Excerpt from a dataset
>> start
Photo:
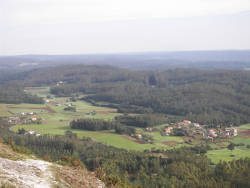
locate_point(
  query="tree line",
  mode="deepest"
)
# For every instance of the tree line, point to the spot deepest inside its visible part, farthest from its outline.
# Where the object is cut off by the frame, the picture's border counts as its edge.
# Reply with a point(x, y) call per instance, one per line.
point(179, 168)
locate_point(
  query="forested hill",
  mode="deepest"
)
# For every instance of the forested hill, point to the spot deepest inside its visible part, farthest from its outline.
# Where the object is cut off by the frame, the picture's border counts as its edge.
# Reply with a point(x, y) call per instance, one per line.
point(178, 168)
point(204, 96)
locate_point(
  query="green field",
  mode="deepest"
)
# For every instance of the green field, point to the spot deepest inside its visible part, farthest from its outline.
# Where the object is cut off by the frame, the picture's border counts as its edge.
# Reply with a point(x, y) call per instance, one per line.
point(52, 125)
point(224, 154)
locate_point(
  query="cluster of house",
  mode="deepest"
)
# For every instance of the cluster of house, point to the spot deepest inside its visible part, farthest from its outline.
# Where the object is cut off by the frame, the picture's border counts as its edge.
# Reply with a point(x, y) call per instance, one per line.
point(13, 119)
point(207, 134)
point(32, 132)
point(168, 131)
point(59, 104)
point(139, 136)
point(60, 82)
point(228, 133)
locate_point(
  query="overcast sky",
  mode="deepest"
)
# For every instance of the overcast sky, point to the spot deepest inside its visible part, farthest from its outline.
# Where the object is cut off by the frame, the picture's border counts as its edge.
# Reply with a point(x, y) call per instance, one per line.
point(110, 26)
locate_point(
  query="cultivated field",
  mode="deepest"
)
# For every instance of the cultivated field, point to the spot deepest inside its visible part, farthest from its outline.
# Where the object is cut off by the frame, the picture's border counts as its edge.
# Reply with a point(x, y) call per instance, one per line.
point(57, 122)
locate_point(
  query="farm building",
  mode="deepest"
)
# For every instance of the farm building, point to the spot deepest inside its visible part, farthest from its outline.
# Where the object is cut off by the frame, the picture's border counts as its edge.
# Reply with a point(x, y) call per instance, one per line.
point(30, 132)
point(139, 136)
point(234, 132)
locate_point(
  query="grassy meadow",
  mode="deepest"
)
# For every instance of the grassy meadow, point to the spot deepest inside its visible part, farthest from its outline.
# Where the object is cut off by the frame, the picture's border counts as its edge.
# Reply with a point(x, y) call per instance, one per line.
point(58, 123)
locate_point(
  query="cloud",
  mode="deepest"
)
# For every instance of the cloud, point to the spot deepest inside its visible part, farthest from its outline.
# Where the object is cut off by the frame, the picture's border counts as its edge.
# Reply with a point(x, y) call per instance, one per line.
point(19, 12)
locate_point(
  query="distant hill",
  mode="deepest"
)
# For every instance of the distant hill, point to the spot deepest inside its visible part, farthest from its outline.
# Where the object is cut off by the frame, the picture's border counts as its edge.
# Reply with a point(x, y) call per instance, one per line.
point(218, 55)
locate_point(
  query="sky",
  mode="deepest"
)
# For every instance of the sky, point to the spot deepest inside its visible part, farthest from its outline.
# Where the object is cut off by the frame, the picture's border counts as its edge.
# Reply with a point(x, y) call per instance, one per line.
point(114, 26)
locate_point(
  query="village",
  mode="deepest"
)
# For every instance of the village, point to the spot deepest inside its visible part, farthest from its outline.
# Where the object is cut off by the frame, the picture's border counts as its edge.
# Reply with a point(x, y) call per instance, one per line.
point(187, 128)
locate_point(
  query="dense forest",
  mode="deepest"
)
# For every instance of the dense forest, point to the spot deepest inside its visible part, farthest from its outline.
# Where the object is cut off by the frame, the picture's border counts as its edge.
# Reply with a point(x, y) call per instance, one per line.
point(182, 167)
point(203, 96)
point(12, 93)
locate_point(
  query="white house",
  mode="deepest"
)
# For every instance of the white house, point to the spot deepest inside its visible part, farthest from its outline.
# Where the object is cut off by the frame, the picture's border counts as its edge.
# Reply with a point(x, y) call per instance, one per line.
point(30, 132)
point(197, 125)
point(149, 128)
point(139, 136)
point(33, 118)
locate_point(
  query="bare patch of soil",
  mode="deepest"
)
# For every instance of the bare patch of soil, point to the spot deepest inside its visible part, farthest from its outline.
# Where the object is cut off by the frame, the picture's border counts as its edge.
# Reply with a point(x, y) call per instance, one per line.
point(48, 109)
point(221, 144)
point(133, 139)
point(171, 143)
point(133, 114)
point(52, 103)
point(244, 134)
point(186, 138)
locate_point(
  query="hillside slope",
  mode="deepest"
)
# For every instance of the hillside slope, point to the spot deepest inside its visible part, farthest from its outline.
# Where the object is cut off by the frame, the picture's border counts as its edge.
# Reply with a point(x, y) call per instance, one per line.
point(18, 170)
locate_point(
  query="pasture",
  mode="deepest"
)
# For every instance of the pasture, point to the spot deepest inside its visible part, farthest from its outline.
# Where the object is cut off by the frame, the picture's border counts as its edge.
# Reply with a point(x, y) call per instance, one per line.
point(57, 123)
point(224, 154)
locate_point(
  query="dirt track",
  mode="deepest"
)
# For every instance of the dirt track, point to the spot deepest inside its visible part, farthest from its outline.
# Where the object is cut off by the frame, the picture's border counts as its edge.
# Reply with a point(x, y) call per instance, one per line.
point(48, 109)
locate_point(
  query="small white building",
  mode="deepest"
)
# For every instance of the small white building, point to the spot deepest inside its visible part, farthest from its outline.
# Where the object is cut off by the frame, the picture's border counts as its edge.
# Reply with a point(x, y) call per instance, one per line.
point(30, 132)
point(33, 118)
point(139, 136)
point(234, 132)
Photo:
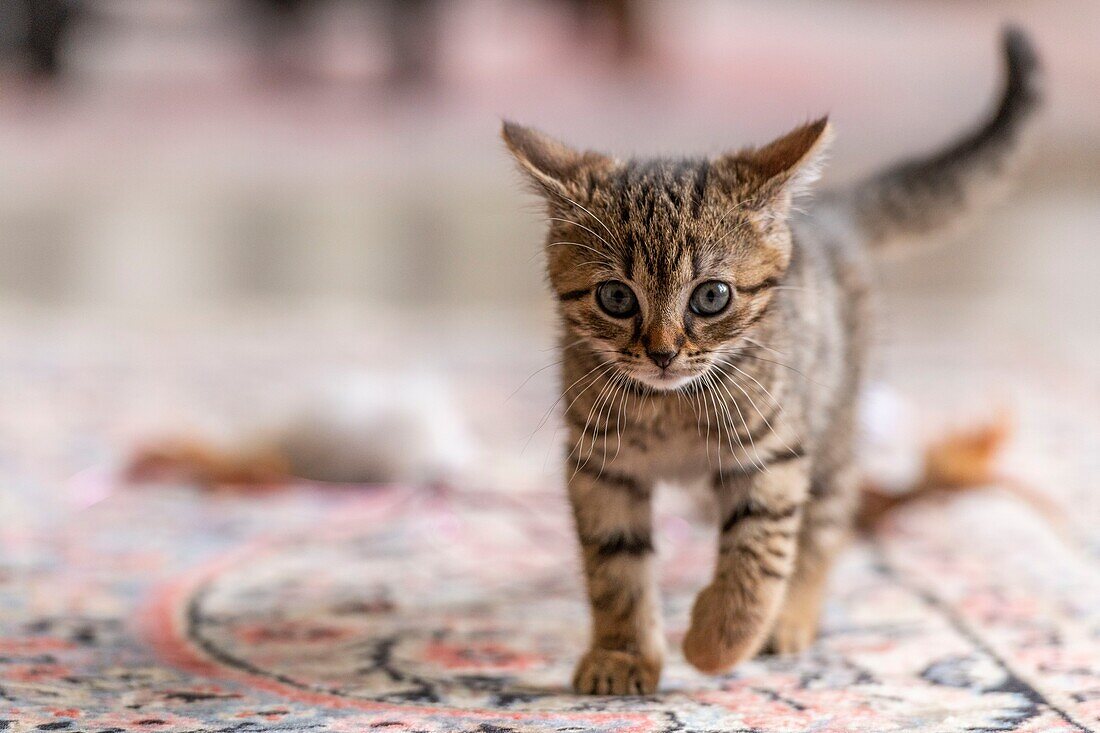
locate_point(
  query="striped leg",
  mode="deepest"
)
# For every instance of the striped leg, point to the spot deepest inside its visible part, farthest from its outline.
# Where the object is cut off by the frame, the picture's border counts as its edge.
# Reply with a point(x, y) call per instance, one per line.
point(825, 529)
point(614, 523)
point(761, 514)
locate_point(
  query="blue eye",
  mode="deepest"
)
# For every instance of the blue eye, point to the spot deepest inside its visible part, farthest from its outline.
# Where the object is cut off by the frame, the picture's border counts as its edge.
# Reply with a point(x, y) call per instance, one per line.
point(617, 299)
point(710, 298)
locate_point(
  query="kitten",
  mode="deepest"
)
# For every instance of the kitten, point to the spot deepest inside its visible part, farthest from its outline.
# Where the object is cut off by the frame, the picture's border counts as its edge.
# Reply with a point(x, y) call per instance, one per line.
point(713, 329)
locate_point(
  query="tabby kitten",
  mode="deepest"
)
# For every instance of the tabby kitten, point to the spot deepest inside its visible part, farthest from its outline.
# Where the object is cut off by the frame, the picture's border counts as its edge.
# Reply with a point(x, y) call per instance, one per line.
point(712, 329)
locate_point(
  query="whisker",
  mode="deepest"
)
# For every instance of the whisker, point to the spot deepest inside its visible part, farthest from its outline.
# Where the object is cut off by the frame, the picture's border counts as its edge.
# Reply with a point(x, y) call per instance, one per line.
point(601, 221)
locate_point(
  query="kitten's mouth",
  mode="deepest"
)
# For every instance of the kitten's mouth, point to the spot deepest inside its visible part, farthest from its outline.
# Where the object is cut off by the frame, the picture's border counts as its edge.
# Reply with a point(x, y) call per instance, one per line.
point(663, 380)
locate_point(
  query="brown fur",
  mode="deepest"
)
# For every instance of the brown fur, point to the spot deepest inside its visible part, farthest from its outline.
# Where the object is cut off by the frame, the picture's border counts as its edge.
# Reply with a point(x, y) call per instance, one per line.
point(759, 398)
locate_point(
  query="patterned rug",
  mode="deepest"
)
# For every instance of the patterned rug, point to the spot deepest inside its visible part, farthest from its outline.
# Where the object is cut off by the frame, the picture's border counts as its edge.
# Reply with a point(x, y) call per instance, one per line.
point(408, 609)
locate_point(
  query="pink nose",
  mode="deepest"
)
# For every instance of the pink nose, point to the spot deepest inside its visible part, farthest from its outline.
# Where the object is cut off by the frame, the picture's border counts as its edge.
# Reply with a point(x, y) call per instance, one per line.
point(663, 358)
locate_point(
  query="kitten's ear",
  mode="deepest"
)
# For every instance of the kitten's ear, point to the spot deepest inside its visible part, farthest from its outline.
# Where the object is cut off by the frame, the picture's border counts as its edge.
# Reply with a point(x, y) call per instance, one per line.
point(782, 168)
point(551, 165)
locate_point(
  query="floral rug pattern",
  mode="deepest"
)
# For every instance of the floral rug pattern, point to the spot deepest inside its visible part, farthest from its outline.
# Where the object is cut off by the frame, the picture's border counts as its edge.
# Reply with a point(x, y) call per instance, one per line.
point(408, 609)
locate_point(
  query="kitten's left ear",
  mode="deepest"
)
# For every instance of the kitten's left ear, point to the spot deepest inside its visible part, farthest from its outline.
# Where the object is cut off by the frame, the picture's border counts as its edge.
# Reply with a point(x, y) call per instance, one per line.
point(553, 166)
point(782, 168)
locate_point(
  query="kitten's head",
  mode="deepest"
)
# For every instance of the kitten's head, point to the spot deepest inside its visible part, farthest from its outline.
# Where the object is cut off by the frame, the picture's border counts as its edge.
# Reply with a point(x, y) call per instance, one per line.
point(662, 265)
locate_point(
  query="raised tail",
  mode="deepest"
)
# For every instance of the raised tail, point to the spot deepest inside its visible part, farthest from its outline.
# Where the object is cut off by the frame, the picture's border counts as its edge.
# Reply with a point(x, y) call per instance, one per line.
point(924, 195)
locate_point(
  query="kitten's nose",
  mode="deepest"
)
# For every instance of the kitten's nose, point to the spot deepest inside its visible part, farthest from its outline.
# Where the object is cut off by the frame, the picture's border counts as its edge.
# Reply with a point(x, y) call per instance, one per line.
point(662, 358)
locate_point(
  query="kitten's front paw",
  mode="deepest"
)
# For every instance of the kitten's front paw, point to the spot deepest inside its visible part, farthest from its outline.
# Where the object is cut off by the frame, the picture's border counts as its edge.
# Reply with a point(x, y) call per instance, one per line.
point(717, 637)
point(607, 671)
point(794, 631)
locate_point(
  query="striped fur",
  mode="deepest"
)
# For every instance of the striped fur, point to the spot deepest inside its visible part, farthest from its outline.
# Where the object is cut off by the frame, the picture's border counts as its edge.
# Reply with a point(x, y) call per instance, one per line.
point(758, 398)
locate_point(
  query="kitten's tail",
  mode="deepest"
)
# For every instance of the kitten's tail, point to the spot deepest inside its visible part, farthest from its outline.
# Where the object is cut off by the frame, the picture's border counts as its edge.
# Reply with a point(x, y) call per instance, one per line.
point(920, 196)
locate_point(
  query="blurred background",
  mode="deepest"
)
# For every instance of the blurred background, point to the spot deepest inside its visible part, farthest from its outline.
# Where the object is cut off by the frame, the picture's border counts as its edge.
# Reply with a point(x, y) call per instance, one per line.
point(185, 183)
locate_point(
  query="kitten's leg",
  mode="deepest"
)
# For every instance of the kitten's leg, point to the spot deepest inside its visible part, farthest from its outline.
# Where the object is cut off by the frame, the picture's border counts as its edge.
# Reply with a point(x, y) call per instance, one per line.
point(825, 529)
point(614, 523)
point(761, 514)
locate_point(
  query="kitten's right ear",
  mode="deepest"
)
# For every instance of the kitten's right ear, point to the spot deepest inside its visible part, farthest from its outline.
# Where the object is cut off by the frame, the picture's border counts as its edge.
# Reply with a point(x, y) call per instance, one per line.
point(553, 166)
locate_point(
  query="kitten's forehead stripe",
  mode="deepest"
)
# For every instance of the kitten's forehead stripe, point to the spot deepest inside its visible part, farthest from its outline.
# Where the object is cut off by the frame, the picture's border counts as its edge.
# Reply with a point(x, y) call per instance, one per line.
point(658, 204)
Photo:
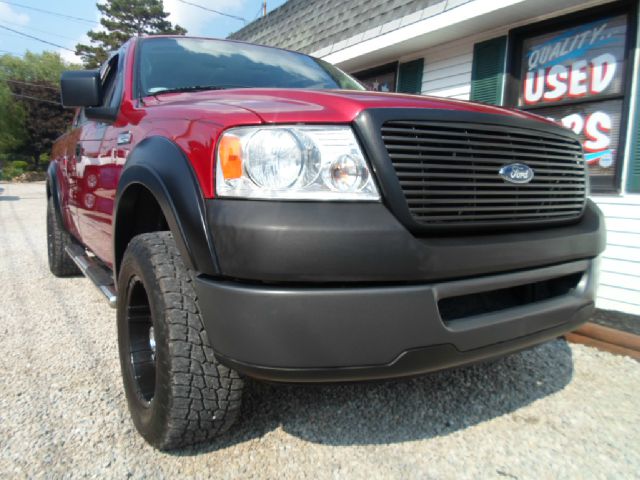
>> end
### WHAT YOU HAVE TO DO
Can you write out the data again, starting at the beginning and ending at the line containing "point(204, 96)", substituting "wooded hill" for "forested hill" and changing nothing else? Leave the pictures out.

### THE RESULT
Photo:
locate_point(
  query="tree line",
  mode="deepest"
)
# For every instance of the tree line, point to the spot deepest inside its visible part, farthest from its outline.
# Where the object is cut off by the frame, the picture's border counts as its edge.
# Reply with a point(x, y) call per instance, one per line.
point(179, 168)
locate_point(
  query="wooded hill",
  mode="deepest"
)
# For every instance of the wooded hill, point to the spot deepest inside its visible part, farthest from its outline.
# Where the object is cut off by the frame, the picture's border counts as its edge.
# Reply with a point(x, y) call per instance, one per line.
point(178, 168)
point(204, 96)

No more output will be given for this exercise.